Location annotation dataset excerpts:
▽

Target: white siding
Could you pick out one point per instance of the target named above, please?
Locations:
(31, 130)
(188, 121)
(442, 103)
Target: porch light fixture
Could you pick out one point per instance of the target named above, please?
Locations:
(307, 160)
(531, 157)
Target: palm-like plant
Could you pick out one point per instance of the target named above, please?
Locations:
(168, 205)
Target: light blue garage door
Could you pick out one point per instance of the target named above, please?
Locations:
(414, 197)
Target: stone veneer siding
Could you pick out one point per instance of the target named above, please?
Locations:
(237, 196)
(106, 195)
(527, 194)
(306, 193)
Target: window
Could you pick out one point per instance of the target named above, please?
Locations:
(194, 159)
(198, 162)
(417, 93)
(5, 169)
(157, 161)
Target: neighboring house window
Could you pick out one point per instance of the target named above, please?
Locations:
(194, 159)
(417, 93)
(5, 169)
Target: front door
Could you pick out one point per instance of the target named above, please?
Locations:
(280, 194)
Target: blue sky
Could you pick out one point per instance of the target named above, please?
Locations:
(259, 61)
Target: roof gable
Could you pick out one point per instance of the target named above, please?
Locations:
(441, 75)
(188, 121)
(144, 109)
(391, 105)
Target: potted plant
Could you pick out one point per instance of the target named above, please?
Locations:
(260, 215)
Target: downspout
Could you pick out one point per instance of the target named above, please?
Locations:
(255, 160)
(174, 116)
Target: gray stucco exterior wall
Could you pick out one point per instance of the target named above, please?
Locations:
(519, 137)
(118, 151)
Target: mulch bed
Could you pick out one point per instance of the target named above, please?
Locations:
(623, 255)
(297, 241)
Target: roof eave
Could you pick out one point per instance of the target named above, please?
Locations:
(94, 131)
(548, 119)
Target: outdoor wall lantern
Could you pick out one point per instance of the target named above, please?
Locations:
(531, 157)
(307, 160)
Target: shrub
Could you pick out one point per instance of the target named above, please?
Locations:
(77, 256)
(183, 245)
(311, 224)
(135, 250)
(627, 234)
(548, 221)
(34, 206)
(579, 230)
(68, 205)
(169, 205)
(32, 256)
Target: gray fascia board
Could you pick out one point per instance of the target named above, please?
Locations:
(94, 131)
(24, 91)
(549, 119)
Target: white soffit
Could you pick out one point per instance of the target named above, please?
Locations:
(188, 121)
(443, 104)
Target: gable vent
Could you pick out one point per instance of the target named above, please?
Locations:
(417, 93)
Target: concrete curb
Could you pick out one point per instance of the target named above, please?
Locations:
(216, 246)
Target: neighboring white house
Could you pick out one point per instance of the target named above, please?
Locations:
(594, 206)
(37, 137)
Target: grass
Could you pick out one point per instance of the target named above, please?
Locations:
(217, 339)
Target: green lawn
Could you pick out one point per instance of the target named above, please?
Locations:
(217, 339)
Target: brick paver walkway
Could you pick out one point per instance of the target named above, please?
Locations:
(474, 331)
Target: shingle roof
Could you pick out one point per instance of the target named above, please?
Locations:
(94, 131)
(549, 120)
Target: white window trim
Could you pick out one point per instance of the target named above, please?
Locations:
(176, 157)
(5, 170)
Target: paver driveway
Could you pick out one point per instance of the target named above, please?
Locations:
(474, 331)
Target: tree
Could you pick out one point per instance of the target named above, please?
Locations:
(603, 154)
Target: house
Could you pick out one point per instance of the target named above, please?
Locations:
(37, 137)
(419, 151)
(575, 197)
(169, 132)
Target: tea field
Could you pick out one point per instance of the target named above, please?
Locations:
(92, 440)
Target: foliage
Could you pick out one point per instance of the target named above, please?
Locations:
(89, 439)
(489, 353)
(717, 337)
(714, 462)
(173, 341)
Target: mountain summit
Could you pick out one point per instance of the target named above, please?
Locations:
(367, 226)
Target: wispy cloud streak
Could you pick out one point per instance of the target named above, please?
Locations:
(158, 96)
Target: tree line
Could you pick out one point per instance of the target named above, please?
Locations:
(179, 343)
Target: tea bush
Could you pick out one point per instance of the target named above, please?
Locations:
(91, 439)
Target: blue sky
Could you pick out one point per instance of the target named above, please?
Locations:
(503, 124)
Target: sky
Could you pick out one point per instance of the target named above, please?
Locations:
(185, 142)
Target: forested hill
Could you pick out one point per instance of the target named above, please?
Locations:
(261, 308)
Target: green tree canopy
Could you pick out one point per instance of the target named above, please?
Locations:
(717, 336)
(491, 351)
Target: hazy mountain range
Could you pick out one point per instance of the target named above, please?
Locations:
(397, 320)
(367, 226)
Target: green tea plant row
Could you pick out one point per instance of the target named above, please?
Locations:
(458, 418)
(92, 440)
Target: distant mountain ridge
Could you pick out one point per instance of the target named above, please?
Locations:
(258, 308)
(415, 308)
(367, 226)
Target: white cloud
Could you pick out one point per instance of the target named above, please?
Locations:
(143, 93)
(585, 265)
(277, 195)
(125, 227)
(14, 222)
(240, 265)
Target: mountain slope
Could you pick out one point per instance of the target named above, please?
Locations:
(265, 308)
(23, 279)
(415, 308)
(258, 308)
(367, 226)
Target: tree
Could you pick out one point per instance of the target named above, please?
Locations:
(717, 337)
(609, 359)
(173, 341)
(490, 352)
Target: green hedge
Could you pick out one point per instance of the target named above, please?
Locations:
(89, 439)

△

• Instructions for the task: Reproduce all of the lines above, substituting "mark" for "pick out" at every occurrence and leaving everything else unchanged.

• Answer in full:
Target: white siding
Could you mark one point per instance of the target named above, please?
Locations:
(31, 130)
(188, 121)
(442, 103)
Target: porch light fixture
Could you mark one point per instance of the target named above, please?
Locations:
(307, 160)
(531, 157)
Target: palm-like plant
Could you mark one point per instance of the target named above, please?
Locations:
(168, 205)
Target: light blue garage door
Could you mark one point per instance of the target named above, please?
Locations:
(414, 197)
Target: stone veneer siding
Could you mark one point per instance of the target named above, please?
Locations:
(237, 196)
(106, 195)
(527, 194)
(306, 193)
Target: window
Could you mark one point per instance of the target named above, please?
Locations:
(194, 159)
(198, 162)
(417, 93)
(5, 169)
(157, 161)
Target: neighboring house window
Could you mark one point per instance of the target named above, please?
Locations:
(194, 159)
(417, 93)
(5, 169)
Target: front door
Could you mark one point per instance of the target named above, please?
Locations:
(280, 194)
Target: blue sky
Could you mark one point per instance of the target named above, please?
Locations:
(259, 61)
Target: roof gable
Could you mark one point per instance of the target named above, please?
Locations:
(441, 75)
(188, 121)
(144, 109)
(391, 105)
Target: potted plant
Could you mark one point per instance of the target named above, please?
Locations:
(260, 215)
Target: downspout
Could you mark one point per instance of the target named above, please?
Locations:
(255, 160)
(174, 116)
Target: gray stucco exterior wall
Could you mark one point per instance of the target named above, please?
Locations:
(519, 137)
(118, 151)
Target: mulch bed
Could you mark one point per instance of the target named above, please?
Locations:
(623, 255)
(297, 241)
Target: roof eave
Could you mark one point per instance of the target named above, please?
Locations:
(94, 131)
(548, 119)
Target: outdoor wall lantern
Could you mark one point per instance of the target named above, please?
Locations:
(531, 157)
(307, 160)
Target: shrub
Could you mark one point per instance of the target named above, please?
Locations:
(77, 256)
(183, 245)
(311, 224)
(135, 250)
(627, 234)
(548, 221)
(34, 206)
(579, 230)
(68, 205)
(169, 205)
(32, 256)
Target: gray fascia board
Could you mark one point per instance of the target named above, please?
Locations:
(94, 131)
(24, 91)
(549, 119)
Target: white soffit
Could you mark one point per instance of the target named above, please?
Locations:
(188, 121)
(443, 104)
Target: gable vent
Could you mark one point per instance of the target named above, please?
Locations:
(417, 93)
Target: concrete curb
Could you mark one point per instance of the target named above, please?
Locations:
(216, 246)
Target: neighboring white house
Could you mark one point per instance of the target named above, please?
Locations:
(594, 206)
(37, 137)
Target: grass
Could you mark one point per instance of the target named above, please?
Locations:
(217, 339)
Target: green lawn
Could you mark one point per instance of the target named above, please?
Locations:
(217, 339)
Target: brick paver walkway
Could you mark one point per instance of the target named above, please?
Locations:
(474, 331)
Target: shingle roof
Could you mark one point per instance of the target named above, please?
Locations:
(94, 131)
(549, 120)
Target: white window trim
Could you mark one point per instance of the target named above, please?
Locations:
(176, 157)
(5, 170)
Target: paver driveway
Could you mark one point per instance of the target named above, please?
Locations:
(474, 331)
Target: tree
Could you mark one point per instance of the target named above, please?
Locations:
(603, 154)
Target: house
Could you mark one point per instance of the target named above, please?
Locations:
(37, 137)
(419, 151)
(575, 197)
(169, 132)
Target: tea field
Could you mark one point per instance of the target named above, please?
Locations:
(92, 440)
Target: foliage
Could you mark one point per instance of the target named above, please?
Locations:
(89, 439)
(489, 353)
(717, 337)
(714, 462)
(173, 341)
Target: mountain summit
Could you mark one point per instance of the target named above, please?
Locations:
(367, 226)
Target: wispy cloud streak
Could you mark one point per instance of the target named above, please?
Locations:
(158, 96)
Target: tree line
Could you mark one point per instance of the target named above, please?
Locations:
(179, 343)
Target: tea bush
Could you mark one point per instance of the target named above, please?
Locations:
(91, 439)
Target: blue sky
Could you mark one point per instance of the target named above, please?
Locations:
(503, 124)
Target: sky
Could you mark one point per instance of the target named above, please?
Locations:
(185, 142)
Target: forested hill
Could you mark one point per instance of the target named above, please?
Locations:
(261, 308)
Target: green tree canopy
Could you mark one point per instance of the target named above, please?
Locations:
(717, 336)
(491, 351)
Target: hazy mountain range
Could you mark one point per instance of the target named above, please?
Locations:
(397, 320)
(367, 226)
Target: green tea plant row
Could you mark one point per instance of the target named above, please?
Locations:
(458, 418)
(92, 440)
Target: distant mountain ridge
Could you mark one point per instance of the target named above, please?
Locations:
(258, 308)
(415, 308)
(367, 226)
Target: white cloud
Could you mark one point per instance of the target named above, please?
Locations:
(143, 93)
(585, 265)
(277, 195)
(125, 227)
(14, 222)
(240, 265)
Target: mountain slope
Could you mark one point per instance of the target named above, please?
Locations:
(265, 308)
(23, 279)
(415, 308)
(258, 308)
(367, 226)
Target: tree
Could you mark one point per instance of the target named above, please?
Locations:
(717, 337)
(609, 359)
(173, 341)
(490, 352)
Target: green hedge
Could you mark one point per instance of the target named above, please?
Locations:
(89, 439)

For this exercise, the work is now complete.